Everything is still unfamiliar over there! You have trees, and they even change colors when it's autumn. Our roads look like http://farm1.static.flickr.com/135/369592297_2244e79f04.jpg , so yes, looking out the window on the drive to/from the airport and not being able to see past the shoulder because of a forest (as opposed to a cut-out cliff wall) is still like being on another planet. Come to Albuquerque someday, you'll see.
My exercise wasn't something I actually had anyone do in real time so much as a "this is a good thing to try, you should do it sometime" lecture, and it was lifted directly from The Complete Guide to Writing Fantasy (Volume One) edited and compiled by Darin Park and Tom Dullemond, with about a zillion contributing authors but the one who did this particular section was Lea Docken. (I had to double-check all that because I'm probably going to use this again, and it would be dishonest if I couldn't properly source it.) It's just making a ridiculously elaborate character sheet filled with everything, including things you don't expect to come up for absolutely everyone in the story (circumstances of birth, like was it at home or a hospital or what, what was their education like, what sorts of things make them angry, how do they handle anger, what sorts of things frighten them, how do they handle fear, etc.) and then filling it out for everyone. If there are holes and you don't have a good answer for everything, then make something up, but just fill it out completely and don't cheat, because you'll be surprised at how that can end up being the seed of something useful.

== WORK INSTRUCTION A ==
Copy the stretch of the post from "Everything is still" through "someday, you'll see.", word for word.
== WORK INSTRUCTION B ==
Does the post agree with each of these statements: (i) the exercise came from a book edited by Darin Park and Tom Dullemond, (ii) the writer had people do the exercise in real time, (iii) blanks on the character sheet should be left empty? Answer yes or no for each, quoting the words of the post that decide it.

(Stored items from a collection)

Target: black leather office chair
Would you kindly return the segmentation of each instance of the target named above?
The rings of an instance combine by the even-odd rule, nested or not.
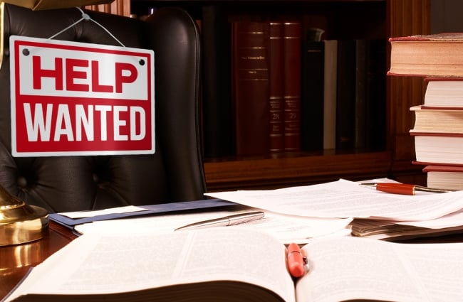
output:
[[[200,45],[194,20],[180,9],[146,21],[85,11],[125,46],[155,51],[156,152],[152,155],[13,157],[11,153],[11,35],[49,38],[82,16],[76,8],[33,11],[5,4],[0,69],[0,185],[48,211],[100,209],[203,199],[199,139]],[[117,45],[84,21],[56,39]]]

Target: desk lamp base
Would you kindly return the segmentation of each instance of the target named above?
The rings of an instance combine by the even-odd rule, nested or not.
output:
[[[26,205],[0,186],[0,246],[39,239],[48,227],[46,210]]]

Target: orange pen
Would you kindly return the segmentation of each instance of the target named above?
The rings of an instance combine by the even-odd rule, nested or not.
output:
[[[287,257],[289,274],[295,278],[303,276],[305,262],[299,246],[295,243],[289,244],[288,246]]]
[[[436,189],[434,188],[423,187],[417,185],[396,183],[360,183],[360,185],[363,187],[373,188],[378,191],[402,195],[415,195],[415,192],[443,193],[452,191],[452,190]]]

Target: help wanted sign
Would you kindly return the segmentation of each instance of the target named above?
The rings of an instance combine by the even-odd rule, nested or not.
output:
[[[14,156],[155,152],[152,50],[10,37]]]

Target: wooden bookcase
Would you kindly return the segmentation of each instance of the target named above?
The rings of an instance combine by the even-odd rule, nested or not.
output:
[[[123,0],[117,0],[123,1]],[[125,0],[123,0],[125,1]],[[331,16],[328,24],[334,38],[379,38],[429,33],[430,0],[131,0],[132,14],[147,13],[152,6],[180,6],[201,18],[202,6],[224,6],[229,14],[265,11]],[[335,21],[332,17],[335,16]],[[387,43],[387,68],[390,48]],[[425,184],[422,167],[412,165],[414,143],[409,130],[414,123],[409,108],[422,102],[422,79],[387,78],[387,137],[384,150],[363,152],[323,151],[249,158],[206,158],[209,191],[275,188],[307,185],[344,178],[360,180],[390,177]]]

== FINAL ANSWER A ==
Everything is still unfamiliar over there! You have trees, and they even change colors when it's autumn. Our roads look like http://farm1.static.flickr.com/135/369592297_2244e79f04.jpg , so yes, looking out the window on the drive to/from the airport and not being able to see past the shoulder because of a forest (as opposed to a cut-out cliff wall) is still like being on another planet. Come to Albuquerque someday, you'll see.

== FINAL ANSWER B ==
(i) Yes: "edited and compiled by Darin Park and Tom Dullemond"
(ii) No: "My exercise wasn't something I actually had anyone do in real time"
(iii) No: "If there are holes and you don't have a good answer for everything, then make something up"